What is asked: Rescale the answer coordinates in these rows, starting at the line that contains "Task: annotate every instance of the grey" and ending at the last row, by writing out only those lines, requests included, with each answer's pixel coordinates multiplied by 2.25 and rounded to whole numbers (halves round up). Keep the sample coordinates in the requests unchanged.

Material for this exercise:
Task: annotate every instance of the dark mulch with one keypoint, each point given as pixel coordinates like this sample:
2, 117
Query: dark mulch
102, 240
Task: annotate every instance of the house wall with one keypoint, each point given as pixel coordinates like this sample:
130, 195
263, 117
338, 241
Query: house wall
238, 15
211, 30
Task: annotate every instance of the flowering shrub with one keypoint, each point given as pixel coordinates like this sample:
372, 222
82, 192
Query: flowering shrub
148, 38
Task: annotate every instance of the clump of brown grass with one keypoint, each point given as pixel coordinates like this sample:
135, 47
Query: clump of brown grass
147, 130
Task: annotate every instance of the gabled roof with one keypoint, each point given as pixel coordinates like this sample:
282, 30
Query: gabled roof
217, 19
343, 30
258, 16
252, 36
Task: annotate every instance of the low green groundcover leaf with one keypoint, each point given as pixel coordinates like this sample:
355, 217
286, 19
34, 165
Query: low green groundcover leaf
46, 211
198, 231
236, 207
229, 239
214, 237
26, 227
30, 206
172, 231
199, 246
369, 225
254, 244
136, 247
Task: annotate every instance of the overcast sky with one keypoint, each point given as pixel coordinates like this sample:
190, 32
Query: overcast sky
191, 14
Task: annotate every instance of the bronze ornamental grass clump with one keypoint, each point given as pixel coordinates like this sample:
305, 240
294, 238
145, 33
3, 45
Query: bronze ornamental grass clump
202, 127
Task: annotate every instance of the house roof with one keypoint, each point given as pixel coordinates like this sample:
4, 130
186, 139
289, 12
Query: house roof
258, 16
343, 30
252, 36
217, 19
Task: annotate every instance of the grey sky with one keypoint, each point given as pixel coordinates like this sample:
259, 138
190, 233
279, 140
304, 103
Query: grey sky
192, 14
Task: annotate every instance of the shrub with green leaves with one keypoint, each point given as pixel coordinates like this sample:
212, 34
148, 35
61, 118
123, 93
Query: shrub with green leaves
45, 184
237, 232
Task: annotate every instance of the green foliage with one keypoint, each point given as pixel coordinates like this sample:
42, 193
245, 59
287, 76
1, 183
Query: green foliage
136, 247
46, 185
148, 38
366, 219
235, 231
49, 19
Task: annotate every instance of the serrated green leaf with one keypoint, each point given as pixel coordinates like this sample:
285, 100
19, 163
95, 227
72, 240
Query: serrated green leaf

Solved exercise:
Task: annotate every instance of the grey sky with one keypoint, each point given as pixel coordinates like this sample:
259, 138
190, 233
279, 140
304, 103
Query: grey sky
432, 32
Task: annotate every instance of the shrub with green leaves with one keypoint, each point given as pixel coordinates like this sample:
212, 34
148, 35
61, 118
123, 93
Query: shrub with green leaves
101, 414
533, 522
Task: annotate every instance of the green foliage with one keypoint, each point given as pixel coordinates like this sample:
42, 193
245, 59
287, 76
1, 183
Query: green foliage
306, 556
104, 416
333, 86
824, 493
529, 520
110, 43
Task: annotate every instance of the serrated green leaf with one keypoint, each point given as pixel coordinates like this sample:
285, 100
19, 163
95, 227
72, 240
Query: serrated green leaf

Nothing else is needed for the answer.